The program that checks the answer is saying that it is incorrect: "Test rempwr2(-2147483647[0x80000001], 1[0x1]) failed... ... Gives 1[0x1]. Should be -1[0xffffffff]" – P Dutt Apr 27 '13 at 18:56
    
Does it have to be portable, or can we assume two's complement and arithmetic right shift? – Daniel Fischer Apr 27 '13 at 18:56
    
Conditionally negate the result with int mask = x >> 31; return (result + mask) ^ mask; Not portable, obviously. – harold Apr 27 '13 at 18:58
    
These problems are solely built for an Intel 32bit architecture. We can assume two's complement and arithmetic right shift. – P Dutt Apr 27 '13 at 18:59
up vote 3 down vote accepted

harold's suggestion is almost correct, but instead of -result, for negative x, we need

result - (1 << n)

unless result is 0. In two's complement,

x & ((1 << n) - 1)

DATA ROWS:
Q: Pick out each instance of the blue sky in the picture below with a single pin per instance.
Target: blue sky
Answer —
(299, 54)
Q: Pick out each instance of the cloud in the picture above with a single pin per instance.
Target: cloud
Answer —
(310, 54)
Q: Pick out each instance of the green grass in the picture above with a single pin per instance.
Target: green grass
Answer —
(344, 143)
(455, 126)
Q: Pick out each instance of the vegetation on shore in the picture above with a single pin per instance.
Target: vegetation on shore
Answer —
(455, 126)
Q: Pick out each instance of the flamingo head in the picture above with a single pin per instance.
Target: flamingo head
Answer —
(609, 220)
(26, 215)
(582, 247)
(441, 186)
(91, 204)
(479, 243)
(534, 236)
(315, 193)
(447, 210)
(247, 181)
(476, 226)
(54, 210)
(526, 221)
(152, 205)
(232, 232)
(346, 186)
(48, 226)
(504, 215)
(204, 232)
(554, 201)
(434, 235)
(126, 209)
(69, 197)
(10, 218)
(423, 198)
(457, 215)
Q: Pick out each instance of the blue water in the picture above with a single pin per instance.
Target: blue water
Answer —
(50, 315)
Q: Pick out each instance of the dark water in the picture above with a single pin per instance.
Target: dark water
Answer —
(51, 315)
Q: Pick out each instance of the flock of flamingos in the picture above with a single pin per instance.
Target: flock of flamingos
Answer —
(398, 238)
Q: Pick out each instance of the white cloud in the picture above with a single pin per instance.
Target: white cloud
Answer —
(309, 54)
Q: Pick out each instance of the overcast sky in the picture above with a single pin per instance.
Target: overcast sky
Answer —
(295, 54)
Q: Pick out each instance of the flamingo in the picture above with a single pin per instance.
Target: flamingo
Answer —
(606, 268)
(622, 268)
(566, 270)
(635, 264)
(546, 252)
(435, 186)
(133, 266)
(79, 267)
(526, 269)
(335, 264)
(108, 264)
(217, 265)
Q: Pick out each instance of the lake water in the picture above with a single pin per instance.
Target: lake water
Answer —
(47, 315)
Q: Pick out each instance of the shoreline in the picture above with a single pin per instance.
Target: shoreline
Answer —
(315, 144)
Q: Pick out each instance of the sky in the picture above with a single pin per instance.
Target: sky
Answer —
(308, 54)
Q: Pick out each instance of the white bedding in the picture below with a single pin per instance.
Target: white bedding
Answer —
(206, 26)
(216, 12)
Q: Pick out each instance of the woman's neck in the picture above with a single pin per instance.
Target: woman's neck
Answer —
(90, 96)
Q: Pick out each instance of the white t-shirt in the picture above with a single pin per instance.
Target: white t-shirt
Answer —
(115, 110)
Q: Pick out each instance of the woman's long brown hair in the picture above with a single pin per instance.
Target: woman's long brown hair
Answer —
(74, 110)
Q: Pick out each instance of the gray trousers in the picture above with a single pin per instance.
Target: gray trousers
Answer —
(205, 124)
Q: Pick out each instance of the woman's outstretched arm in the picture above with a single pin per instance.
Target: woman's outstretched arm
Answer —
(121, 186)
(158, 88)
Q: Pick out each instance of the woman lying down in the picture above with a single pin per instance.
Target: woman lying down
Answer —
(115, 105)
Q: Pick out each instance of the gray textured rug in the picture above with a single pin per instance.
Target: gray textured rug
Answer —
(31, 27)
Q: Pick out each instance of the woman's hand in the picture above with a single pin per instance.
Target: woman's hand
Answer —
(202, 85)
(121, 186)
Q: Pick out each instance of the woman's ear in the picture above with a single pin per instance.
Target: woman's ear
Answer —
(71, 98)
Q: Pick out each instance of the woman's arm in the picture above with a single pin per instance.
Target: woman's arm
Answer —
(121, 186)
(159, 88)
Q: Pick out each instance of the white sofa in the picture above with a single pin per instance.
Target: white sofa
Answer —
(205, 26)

WHAT TO WORK ON: List each distinct user name that signs a comment in the forum thread shown above the rows.

RESPONSE TO THE TASK: P Dutt, Daniel Fischer, harold